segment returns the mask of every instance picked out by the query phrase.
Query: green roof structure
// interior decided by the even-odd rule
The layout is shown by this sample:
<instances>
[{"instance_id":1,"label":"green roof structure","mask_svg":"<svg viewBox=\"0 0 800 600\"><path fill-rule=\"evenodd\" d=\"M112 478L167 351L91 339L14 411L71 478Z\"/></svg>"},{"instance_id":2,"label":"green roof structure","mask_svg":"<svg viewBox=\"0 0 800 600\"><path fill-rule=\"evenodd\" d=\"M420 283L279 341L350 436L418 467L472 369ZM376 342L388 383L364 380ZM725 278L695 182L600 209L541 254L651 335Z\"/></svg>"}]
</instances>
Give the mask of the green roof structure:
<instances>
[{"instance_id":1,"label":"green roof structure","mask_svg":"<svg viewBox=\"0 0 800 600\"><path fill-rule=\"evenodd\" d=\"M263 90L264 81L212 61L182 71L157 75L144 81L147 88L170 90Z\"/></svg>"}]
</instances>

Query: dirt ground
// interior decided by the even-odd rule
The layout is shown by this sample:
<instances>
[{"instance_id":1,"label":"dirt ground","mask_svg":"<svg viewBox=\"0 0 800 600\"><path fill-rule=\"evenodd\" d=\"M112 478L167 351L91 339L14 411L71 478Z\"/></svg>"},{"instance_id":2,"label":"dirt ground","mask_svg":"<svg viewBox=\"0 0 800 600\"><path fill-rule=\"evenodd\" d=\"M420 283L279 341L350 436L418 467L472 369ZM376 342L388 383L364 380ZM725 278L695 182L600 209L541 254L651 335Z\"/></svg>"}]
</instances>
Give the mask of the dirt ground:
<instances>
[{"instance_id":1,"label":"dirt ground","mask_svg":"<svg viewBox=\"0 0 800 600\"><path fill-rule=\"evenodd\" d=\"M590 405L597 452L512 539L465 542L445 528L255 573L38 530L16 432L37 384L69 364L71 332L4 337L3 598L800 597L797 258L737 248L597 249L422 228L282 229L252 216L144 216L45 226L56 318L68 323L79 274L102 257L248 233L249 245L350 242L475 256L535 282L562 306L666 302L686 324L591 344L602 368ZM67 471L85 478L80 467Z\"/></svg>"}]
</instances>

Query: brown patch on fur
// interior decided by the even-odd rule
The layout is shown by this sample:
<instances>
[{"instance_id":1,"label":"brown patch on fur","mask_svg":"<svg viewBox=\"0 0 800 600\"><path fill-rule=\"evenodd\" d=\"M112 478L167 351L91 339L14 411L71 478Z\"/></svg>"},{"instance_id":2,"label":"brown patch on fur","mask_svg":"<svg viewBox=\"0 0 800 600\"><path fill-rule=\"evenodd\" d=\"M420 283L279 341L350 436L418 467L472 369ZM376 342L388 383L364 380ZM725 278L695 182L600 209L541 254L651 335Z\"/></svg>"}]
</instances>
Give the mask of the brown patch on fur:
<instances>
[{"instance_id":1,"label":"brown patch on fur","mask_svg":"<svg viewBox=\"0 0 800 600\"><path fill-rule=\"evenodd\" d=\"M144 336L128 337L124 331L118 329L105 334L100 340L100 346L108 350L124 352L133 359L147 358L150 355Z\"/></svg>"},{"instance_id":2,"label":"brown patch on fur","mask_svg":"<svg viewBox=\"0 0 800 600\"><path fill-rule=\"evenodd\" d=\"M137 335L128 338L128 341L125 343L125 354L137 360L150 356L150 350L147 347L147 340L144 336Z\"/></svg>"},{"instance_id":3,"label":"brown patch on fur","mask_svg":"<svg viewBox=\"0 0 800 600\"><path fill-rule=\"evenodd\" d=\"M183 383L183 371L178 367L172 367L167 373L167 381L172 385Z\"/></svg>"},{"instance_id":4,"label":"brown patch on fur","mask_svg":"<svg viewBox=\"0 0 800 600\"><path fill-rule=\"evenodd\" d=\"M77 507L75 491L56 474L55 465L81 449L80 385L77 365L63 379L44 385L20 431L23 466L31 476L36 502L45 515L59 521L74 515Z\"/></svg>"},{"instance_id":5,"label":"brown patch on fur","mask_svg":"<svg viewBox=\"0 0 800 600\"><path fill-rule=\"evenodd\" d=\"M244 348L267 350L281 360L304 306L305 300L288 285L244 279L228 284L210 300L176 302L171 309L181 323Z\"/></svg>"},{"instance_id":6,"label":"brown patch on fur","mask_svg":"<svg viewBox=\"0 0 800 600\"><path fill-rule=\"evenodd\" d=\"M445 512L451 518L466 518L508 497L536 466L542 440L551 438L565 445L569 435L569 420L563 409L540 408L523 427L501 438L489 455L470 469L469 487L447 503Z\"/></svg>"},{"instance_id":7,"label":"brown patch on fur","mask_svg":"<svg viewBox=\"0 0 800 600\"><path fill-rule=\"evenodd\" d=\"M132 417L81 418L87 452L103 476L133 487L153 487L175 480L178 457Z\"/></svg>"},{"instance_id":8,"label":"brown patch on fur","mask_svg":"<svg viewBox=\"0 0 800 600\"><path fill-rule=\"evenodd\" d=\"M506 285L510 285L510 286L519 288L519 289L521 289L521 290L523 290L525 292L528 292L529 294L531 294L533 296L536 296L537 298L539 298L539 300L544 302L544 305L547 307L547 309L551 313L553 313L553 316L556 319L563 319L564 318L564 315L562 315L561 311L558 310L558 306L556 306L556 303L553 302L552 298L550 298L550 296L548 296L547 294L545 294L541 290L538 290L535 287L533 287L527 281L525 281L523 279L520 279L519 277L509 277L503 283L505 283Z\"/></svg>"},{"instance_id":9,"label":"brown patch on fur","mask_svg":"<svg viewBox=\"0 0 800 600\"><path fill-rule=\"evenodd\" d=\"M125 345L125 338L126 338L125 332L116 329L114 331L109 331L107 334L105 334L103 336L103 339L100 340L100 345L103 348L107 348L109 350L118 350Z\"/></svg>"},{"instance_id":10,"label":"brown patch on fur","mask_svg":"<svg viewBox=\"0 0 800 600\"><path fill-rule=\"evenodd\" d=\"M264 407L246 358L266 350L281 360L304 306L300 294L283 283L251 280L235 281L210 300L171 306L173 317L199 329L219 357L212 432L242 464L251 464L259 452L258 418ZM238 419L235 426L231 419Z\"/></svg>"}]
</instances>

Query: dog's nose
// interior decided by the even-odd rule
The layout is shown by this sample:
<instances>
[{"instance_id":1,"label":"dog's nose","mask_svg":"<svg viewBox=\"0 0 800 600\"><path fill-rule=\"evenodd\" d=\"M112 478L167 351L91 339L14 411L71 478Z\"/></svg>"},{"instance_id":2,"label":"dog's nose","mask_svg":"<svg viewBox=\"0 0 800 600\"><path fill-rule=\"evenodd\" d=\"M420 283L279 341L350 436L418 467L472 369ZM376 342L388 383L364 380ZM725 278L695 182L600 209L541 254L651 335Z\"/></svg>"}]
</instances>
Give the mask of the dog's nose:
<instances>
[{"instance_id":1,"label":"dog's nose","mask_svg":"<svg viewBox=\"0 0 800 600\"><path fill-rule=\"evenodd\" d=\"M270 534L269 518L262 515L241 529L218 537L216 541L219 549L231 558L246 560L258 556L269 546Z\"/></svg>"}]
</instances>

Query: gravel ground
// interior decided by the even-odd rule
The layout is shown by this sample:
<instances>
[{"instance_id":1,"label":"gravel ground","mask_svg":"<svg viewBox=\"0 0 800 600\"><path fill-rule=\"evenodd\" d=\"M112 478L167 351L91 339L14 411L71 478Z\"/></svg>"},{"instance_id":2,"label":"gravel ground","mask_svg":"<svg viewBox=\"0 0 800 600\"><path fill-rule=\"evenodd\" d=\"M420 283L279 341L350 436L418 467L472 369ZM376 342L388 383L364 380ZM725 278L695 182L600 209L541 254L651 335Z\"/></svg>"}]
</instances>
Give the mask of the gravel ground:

* * *

* TASK INSTRUCTIONS
Retype all of the records above, character for character, with no changes.

* SOLUTION FOR THIS EXERCISE
segment returns the mask of every instance picked out by the query phrase.
Query: green roof structure
// interior decided by the even-odd rule
The layout is shown by this sample:
<instances>
[{"instance_id":1,"label":"green roof structure","mask_svg":"<svg viewBox=\"0 0 800 600\"><path fill-rule=\"evenodd\" d=\"M112 478L167 351L91 339L14 411L71 478Z\"/></svg>"},{"instance_id":2,"label":"green roof structure","mask_svg":"<svg viewBox=\"0 0 800 600\"><path fill-rule=\"evenodd\" d=\"M420 283L279 341L350 436L418 467L472 369ZM376 342L388 383L364 380ZM725 278L695 182L600 209L541 254L651 335Z\"/></svg>"}]
</instances>
Give the mask of the green roof structure:
<instances>
[{"instance_id":1,"label":"green roof structure","mask_svg":"<svg viewBox=\"0 0 800 600\"><path fill-rule=\"evenodd\" d=\"M263 90L264 81L212 61L182 71L157 75L144 81L147 88L170 90Z\"/></svg>"}]
</instances>

Query: dirt ground
// interior decided by the even-odd rule
The layout is shown by this sample:
<instances>
[{"instance_id":1,"label":"dirt ground","mask_svg":"<svg viewBox=\"0 0 800 600\"><path fill-rule=\"evenodd\" d=\"M112 478L167 351L91 339L14 411L71 478Z\"/></svg>"},{"instance_id":2,"label":"dirt ground","mask_svg":"<svg viewBox=\"0 0 800 600\"><path fill-rule=\"evenodd\" d=\"M420 283L279 341L350 436L418 467L472 369ZM376 342L388 383L364 380ZM725 278L695 182L600 209L541 254L651 335Z\"/></svg>"}]
</instances>
Give the mask of the dirt ground:
<instances>
[{"instance_id":1,"label":"dirt ground","mask_svg":"<svg viewBox=\"0 0 800 600\"><path fill-rule=\"evenodd\" d=\"M590 405L597 452L512 539L465 542L445 528L255 573L38 530L16 432L37 384L69 364L71 332L4 337L3 598L800 597L797 258L737 248L597 249L422 228L282 229L252 216L144 216L45 226L56 318L68 323L79 274L102 257L248 233L249 245L350 242L475 256L535 282L562 306L666 302L686 324L591 344L602 368ZM67 471L85 478L80 467Z\"/></svg>"}]
</instances>

Query: brown patch on fur
// interior decided by the even-odd rule
The layout is shown by this sample:
<instances>
[{"instance_id":1,"label":"brown patch on fur","mask_svg":"<svg viewBox=\"0 0 800 600\"><path fill-rule=\"evenodd\" d=\"M112 478L167 351L91 339L14 411L71 478Z\"/></svg>"},{"instance_id":2,"label":"brown patch on fur","mask_svg":"<svg viewBox=\"0 0 800 600\"><path fill-rule=\"evenodd\" d=\"M420 283L279 341L350 436L418 467L472 369ZM376 342L388 383L364 380ZM725 278L695 182L600 209L541 254L651 335Z\"/></svg>"}]
</instances>
Give the mask of the brown patch on fur:
<instances>
[{"instance_id":1,"label":"brown patch on fur","mask_svg":"<svg viewBox=\"0 0 800 600\"><path fill-rule=\"evenodd\" d=\"M144 336L128 337L124 331L118 329L105 334L100 340L100 346L108 350L124 352L133 359L147 358L150 355Z\"/></svg>"},{"instance_id":2,"label":"brown patch on fur","mask_svg":"<svg viewBox=\"0 0 800 600\"><path fill-rule=\"evenodd\" d=\"M137 335L128 338L128 341L125 343L125 354L137 360L150 356L150 350L147 347L147 340L144 336Z\"/></svg>"},{"instance_id":3,"label":"brown patch on fur","mask_svg":"<svg viewBox=\"0 0 800 600\"><path fill-rule=\"evenodd\" d=\"M183 383L183 371L178 367L172 367L167 373L167 381L172 385Z\"/></svg>"},{"instance_id":4,"label":"brown patch on fur","mask_svg":"<svg viewBox=\"0 0 800 600\"><path fill-rule=\"evenodd\" d=\"M77 507L75 491L56 474L55 465L81 449L80 385L77 365L63 379L44 385L20 431L23 466L31 476L36 502L45 515L59 521L74 515Z\"/></svg>"},{"instance_id":5,"label":"brown patch on fur","mask_svg":"<svg viewBox=\"0 0 800 600\"><path fill-rule=\"evenodd\" d=\"M244 348L267 350L281 360L304 306L305 300L288 285L244 279L228 284L210 300L176 302L171 309L181 323Z\"/></svg>"},{"instance_id":6,"label":"brown patch on fur","mask_svg":"<svg viewBox=\"0 0 800 600\"><path fill-rule=\"evenodd\" d=\"M445 512L451 518L466 518L508 497L536 466L542 440L551 438L565 445L569 435L569 420L563 409L540 408L523 427L501 438L489 455L470 469L469 487L447 503Z\"/></svg>"},{"instance_id":7,"label":"brown patch on fur","mask_svg":"<svg viewBox=\"0 0 800 600\"><path fill-rule=\"evenodd\" d=\"M132 417L81 418L87 452L103 476L133 487L153 487L175 480L178 457Z\"/></svg>"},{"instance_id":8,"label":"brown patch on fur","mask_svg":"<svg viewBox=\"0 0 800 600\"><path fill-rule=\"evenodd\" d=\"M506 285L510 285L510 286L519 288L519 289L521 289L521 290L523 290L525 292L528 292L529 294L531 294L533 296L536 296L537 298L539 298L539 300L544 302L544 305L547 307L547 309L551 313L553 313L553 316L556 319L563 319L564 318L564 315L562 315L561 311L558 310L558 306L556 306L556 303L553 302L552 298L550 298L550 296L548 296L547 294L545 294L541 290L538 290L535 287L533 287L527 281L525 281L523 279L520 279L519 277L509 277L503 283L505 283Z\"/></svg>"},{"instance_id":9,"label":"brown patch on fur","mask_svg":"<svg viewBox=\"0 0 800 600\"><path fill-rule=\"evenodd\" d=\"M125 345L125 338L126 338L125 332L116 329L114 331L109 331L107 334L105 334L103 336L103 339L100 340L100 345L103 348L107 348L109 350L118 350Z\"/></svg>"},{"instance_id":10,"label":"brown patch on fur","mask_svg":"<svg viewBox=\"0 0 800 600\"><path fill-rule=\"evenodd\" d=\"M264 407L246 358L266 350L281 360L304 306L300 294L283 283L251 280L235 281L210 300L171 306L173 317L199 329L219 357L212 432L242 464L251 464L259 452L258 418ZM238 419L235 426L231 419Z\"/></svg>"}]
</instances>

Query: dog's nose
// interior decided by the even-odd rule
The layout is shown by this sample:
<instances>
[{"instance_id":1,"label":"dog's nose","mask_svg":"<svg viewBox=\"0 0 800 600\"><path fill-rule=\"evenodd\" d=\"M112 478L167 351L91 339L14 411L71 478Z\"/></svg>"},{"instance_id":2,"label":"dog's nose","mask_svg":"<svg viewBox=\"0 0 800 600\"><path fill-rule=\"evenodd\" d=\"M420 283L279 341L350 436L418 467L472 369ZM376 342L388 383L364 380ZM725 278L695 182L600 209L541 254L651 335Z\"/></svg>"}]
</instances>
Give the mask of the dog's nose:
<instances>
[{"instance_id":1,"label":"dog's nose","mask_svg":"<svg viewBox=\"0 0 800 600\"><path fill-rule=\"evenodd\" d=\"M270 534L269 518L262 515L241 529L218 537L216 541L219 549L231 558L246 560L258 556L269 546Z\"/></svg>"}]
</instances>

Query: gravel ground
// interior decided by the even-odd rule
The layout is shown by this sample:
<instances>
[{"instance_id":1,"label":"gravel ground","mask_svg":"<svg viewBox=\"0 0 800 600\"><path fill-rule=\"evenodd\" d=\"M112 478L167 351L91 339L14 411L71 478Z\"/></svg>"},{"instance_id":2,"label":"gravel ground","mask_svg":"<svg viewBox=\"0 0 800 600\"><path fill-rule=\"evenodd\" d=\"M420 283L279 341L350 436L418 467L472 369ZM376 342L388 383L364 380ZM725 278L695 182L600 209L541 254L651 335Z\"/></svg>"}]
</instances>
Give the mask of the gravel ground:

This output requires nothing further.